> **Assignment**:
Once the line containing "[(138, 429), (774, 515)]" is found in the entries below, restate it and each following line word for word, stopping after the line containing "[(511, 246), (99, 386)]".

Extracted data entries

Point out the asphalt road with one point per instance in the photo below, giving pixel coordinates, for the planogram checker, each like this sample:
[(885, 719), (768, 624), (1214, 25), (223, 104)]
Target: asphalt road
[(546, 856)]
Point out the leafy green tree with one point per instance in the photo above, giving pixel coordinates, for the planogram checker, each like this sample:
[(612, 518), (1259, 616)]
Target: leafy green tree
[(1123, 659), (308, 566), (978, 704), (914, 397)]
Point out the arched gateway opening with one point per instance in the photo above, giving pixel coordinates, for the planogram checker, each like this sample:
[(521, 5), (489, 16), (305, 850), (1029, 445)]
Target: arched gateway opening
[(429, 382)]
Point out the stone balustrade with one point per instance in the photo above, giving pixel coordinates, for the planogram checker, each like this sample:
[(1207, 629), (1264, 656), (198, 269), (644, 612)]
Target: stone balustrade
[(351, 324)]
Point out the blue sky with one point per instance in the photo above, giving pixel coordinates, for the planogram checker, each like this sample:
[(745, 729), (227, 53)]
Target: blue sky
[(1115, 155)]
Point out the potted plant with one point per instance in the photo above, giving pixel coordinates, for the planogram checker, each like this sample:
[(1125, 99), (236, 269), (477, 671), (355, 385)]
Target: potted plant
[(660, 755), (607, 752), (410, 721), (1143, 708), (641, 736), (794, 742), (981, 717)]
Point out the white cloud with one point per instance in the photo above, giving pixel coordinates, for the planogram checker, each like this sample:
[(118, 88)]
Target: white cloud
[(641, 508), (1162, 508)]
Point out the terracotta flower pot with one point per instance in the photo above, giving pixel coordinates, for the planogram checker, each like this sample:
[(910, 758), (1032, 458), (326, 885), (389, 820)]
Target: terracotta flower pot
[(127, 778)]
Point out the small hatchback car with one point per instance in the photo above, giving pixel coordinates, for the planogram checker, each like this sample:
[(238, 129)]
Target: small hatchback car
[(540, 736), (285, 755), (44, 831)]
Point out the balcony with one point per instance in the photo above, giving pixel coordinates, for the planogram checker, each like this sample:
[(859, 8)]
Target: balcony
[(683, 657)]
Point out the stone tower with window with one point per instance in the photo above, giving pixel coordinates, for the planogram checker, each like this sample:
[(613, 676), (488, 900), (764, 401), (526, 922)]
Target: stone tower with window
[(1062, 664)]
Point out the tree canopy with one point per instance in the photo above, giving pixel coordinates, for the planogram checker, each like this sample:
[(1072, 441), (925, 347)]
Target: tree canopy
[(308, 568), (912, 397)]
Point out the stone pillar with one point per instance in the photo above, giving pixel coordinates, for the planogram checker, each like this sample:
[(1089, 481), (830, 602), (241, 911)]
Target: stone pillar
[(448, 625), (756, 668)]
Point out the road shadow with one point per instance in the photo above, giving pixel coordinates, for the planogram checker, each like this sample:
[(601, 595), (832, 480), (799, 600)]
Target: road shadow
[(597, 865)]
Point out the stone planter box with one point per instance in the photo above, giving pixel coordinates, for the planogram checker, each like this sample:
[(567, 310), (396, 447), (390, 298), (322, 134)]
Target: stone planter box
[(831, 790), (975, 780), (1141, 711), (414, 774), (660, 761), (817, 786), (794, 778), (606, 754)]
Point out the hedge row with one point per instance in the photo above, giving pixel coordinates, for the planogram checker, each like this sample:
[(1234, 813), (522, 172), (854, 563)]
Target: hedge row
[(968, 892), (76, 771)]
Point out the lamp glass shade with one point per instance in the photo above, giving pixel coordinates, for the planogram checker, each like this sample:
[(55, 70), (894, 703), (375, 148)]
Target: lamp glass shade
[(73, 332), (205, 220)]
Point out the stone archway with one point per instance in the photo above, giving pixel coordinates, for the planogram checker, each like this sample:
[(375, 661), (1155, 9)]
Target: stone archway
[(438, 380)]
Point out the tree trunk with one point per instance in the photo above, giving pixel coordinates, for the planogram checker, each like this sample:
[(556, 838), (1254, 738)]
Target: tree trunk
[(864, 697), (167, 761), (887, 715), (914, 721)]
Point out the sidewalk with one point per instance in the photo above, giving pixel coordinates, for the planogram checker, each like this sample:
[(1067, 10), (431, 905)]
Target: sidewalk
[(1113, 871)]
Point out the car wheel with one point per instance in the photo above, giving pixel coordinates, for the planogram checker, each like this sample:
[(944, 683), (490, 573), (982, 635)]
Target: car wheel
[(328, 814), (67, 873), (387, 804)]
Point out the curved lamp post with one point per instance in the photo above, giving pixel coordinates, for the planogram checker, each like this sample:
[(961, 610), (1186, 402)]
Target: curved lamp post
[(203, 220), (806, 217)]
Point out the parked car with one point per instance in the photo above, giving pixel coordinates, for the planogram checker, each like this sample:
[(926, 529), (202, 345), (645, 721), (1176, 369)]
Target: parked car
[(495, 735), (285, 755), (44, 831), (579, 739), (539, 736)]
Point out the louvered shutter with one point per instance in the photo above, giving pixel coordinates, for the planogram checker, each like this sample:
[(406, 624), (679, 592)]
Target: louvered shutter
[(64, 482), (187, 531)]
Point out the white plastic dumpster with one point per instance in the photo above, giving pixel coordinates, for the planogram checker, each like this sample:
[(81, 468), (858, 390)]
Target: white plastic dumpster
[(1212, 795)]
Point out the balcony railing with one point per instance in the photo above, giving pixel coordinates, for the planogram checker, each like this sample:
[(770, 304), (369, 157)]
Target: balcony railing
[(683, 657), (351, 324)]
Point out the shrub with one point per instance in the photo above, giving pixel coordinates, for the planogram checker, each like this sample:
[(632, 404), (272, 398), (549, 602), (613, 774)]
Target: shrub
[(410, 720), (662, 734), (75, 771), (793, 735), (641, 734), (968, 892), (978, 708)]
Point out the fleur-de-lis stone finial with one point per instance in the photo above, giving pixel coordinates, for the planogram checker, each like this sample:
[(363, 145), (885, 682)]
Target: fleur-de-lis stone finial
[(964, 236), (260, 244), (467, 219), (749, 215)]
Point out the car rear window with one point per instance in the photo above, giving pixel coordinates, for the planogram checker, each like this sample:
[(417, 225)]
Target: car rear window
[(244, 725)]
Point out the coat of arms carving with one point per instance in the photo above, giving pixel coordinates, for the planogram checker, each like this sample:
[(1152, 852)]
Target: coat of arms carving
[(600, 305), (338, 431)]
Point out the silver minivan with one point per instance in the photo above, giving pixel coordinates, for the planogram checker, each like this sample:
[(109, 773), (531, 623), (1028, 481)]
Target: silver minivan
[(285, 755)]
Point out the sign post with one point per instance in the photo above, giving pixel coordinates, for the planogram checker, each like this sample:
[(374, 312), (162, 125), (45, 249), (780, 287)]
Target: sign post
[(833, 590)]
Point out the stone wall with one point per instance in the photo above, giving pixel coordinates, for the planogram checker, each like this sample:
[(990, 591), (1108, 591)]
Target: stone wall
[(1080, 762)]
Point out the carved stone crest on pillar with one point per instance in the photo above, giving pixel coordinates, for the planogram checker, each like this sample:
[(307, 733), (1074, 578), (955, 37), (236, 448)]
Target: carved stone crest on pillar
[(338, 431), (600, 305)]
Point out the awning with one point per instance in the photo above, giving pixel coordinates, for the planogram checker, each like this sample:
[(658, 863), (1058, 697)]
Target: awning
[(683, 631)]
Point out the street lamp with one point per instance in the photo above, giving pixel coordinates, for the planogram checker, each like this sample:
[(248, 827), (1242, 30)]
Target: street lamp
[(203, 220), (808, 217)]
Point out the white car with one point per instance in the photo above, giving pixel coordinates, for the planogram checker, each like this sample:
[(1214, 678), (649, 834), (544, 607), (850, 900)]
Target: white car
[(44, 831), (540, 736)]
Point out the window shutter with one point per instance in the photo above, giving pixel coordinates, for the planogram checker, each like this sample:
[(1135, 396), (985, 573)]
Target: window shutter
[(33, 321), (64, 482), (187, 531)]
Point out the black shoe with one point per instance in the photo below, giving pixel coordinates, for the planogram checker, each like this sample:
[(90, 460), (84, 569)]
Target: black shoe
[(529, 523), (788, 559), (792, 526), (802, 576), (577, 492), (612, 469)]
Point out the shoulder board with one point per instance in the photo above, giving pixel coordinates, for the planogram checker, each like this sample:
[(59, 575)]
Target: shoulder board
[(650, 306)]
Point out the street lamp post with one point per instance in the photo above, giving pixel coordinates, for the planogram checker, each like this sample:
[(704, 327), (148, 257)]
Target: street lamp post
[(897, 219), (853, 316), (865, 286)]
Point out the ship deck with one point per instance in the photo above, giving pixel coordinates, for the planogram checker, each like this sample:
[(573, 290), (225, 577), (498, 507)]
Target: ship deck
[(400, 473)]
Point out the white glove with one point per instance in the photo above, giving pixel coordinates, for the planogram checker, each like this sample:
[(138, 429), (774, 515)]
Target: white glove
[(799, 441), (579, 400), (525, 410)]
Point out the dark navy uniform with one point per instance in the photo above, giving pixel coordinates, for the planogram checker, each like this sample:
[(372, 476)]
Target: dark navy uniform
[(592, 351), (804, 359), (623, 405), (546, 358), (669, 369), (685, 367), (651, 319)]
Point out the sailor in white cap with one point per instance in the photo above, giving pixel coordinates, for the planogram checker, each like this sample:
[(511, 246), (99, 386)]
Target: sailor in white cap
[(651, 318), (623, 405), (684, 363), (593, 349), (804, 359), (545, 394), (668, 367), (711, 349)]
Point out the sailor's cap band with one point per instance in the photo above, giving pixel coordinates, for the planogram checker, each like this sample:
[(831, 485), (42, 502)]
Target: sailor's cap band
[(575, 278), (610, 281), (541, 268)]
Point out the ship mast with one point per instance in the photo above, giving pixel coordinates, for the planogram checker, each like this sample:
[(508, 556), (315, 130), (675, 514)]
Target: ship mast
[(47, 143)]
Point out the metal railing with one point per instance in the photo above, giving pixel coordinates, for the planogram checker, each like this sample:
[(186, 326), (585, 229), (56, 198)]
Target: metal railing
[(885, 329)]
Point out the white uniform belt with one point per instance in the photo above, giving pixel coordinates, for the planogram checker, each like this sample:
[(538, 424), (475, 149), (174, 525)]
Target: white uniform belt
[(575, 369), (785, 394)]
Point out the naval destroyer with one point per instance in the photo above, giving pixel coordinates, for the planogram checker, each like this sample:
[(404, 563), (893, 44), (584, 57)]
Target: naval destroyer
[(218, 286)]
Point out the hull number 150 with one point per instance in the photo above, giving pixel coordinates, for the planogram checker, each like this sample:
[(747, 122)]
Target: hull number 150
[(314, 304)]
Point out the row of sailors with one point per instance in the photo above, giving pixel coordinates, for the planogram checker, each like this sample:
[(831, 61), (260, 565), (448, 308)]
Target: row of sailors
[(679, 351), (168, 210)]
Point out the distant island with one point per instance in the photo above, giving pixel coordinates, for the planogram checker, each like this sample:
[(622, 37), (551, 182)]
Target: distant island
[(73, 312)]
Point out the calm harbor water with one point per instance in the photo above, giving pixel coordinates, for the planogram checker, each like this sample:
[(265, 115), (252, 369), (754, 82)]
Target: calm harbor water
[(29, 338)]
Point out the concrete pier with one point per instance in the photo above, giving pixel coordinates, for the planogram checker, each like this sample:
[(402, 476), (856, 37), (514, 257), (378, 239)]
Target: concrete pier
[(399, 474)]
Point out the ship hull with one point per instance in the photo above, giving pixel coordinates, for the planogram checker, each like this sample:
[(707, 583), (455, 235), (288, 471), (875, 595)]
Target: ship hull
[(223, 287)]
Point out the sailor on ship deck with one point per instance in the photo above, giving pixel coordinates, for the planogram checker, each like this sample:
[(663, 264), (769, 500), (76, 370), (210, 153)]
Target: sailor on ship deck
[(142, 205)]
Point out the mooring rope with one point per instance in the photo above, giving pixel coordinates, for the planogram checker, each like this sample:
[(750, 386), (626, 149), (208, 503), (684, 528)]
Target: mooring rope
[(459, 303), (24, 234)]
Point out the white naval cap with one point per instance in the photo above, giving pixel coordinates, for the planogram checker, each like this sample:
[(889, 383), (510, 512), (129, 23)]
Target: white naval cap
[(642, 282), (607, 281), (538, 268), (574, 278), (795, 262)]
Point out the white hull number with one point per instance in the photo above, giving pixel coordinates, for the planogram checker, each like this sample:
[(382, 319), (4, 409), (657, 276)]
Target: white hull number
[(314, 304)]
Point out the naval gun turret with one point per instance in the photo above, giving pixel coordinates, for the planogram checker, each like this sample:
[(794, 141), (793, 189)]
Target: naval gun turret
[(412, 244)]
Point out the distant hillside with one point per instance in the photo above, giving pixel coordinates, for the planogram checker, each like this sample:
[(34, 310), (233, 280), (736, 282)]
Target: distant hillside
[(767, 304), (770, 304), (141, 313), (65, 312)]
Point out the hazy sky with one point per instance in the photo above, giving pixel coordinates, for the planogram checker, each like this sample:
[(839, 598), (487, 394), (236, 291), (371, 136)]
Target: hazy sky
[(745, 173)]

> **Exercise solution**:
[(138, 429), (774, 515)]
Target: white glove
[(799, 441), (579, 400), (525, 410)]
Point out the dark navy uniform with one point per instance in the photo above, giving pixel coordinates, for the planogram checker, each like this sample:
[(372, 476)]
Target: dark navy uniform
[(592, 351), (804, 359), (623, 405), (546, 358), (669, 369), (685, 367), (651, 319)]
Point out the sailor in white cap with one point per instance in the photo above, giving pixel coordinates, for the planogram checker, each like this sample:
[(511, 246), (99, 386)]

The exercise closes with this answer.